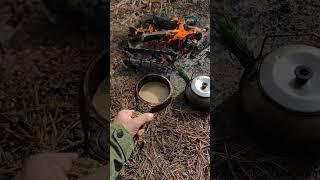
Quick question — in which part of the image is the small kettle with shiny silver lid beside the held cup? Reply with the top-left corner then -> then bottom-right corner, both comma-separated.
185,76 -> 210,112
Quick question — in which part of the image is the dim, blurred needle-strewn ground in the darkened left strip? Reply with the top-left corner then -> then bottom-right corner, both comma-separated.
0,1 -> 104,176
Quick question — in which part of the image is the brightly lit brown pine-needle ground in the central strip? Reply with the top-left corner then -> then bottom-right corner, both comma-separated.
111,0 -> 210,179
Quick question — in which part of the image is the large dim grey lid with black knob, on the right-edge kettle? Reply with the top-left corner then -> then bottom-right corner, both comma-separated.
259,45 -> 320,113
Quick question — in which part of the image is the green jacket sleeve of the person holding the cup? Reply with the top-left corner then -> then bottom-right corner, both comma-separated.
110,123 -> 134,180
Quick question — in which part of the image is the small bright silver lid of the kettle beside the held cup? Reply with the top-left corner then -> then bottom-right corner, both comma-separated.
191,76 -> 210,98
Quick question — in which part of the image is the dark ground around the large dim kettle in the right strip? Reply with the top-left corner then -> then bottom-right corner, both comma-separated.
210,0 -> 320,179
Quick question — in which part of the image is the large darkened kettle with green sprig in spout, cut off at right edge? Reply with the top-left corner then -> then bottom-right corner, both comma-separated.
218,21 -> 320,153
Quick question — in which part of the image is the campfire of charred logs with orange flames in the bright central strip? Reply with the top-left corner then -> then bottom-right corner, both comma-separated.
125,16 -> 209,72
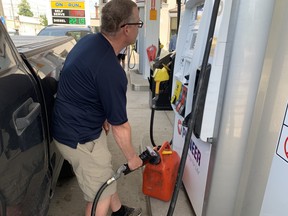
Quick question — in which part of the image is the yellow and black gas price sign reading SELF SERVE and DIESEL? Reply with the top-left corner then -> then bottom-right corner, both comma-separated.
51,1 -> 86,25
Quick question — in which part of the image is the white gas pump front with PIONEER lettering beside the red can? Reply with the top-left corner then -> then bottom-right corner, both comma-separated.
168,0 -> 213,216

__Aim of the task__: The records above are to be quoted exactly, with all pictures left out.

__The completed task__:
Quick question — in which part of the image is the small kettle with shiny silver lid beside the held cup? Reply with the top-left corner then -> then bottom-right corner, both comma-separated.
185,76 -> 210,112
Quick question — in which part of the image is the dim, blurred needle-strewn ground in the darkened left strip? Reply with the top-left corner then -> then bottom-right corner, both comma-separated.
0,1 -> 104,176
Quick question — in which part of the image is the brightly lit brown pine-needle ground in the central strip? Reply with the top-left corner then -> then bottom-right corner, both comma-separated.
111,0 -> 210,179
Quick question — in which part of the image is the large dim grey lid with black knob, on the right-edge kettle? Reply with the top-left corner then -> then bottom-right corner, both comma-separated.
259,45 -> 320,113
Quick question — in which part of the image is the green jacket sleeve of the person holding the cup? Reply with the top-left corner then -> then bottom-right corner, both comma-separated.
110,123 -> 134,180
Quick question — in which part of the image is the small bright silver lid of the kettle beside the held cup? Reply with the top-left corner then -> then bottom-right corner, both comma-separated.
191,76 -> 210,98
Quick question — in which part of the image is the dark ground around the large dim kettle in the right strip? Reply with the top-left corner then -> then bottom-right corner, both comma-separated.
210,0 -> 320,179
Quick question — in which part of the image is the large darkened kettle with green sprig in spout, cut off at right edge? Reply with the top-left corner then -> then bottom-right corner, both comma-separated.
218,21 -> 320,153
Quick question — in which part of the image is the campfire of charred logs with orange flames in the bright central strip? Reply with the top-left corner then -> then bottom-right corner, both comma-separated.
125,16 -> 209,72
Quick question — in which part of the image is the yellow and black gas price sign reading SELF SERVE and DIESEL? Reply with the top-left corner then -> then bottom-right corner, both comma-separated.
51,1 -> 86,25
Quick question — in which part of the image is the white gas pump front with PIONEER lettering beside the red can? Reply with the top-left corner then -> then bottom-right corner, both comma-separated.
168,0 -> 213,216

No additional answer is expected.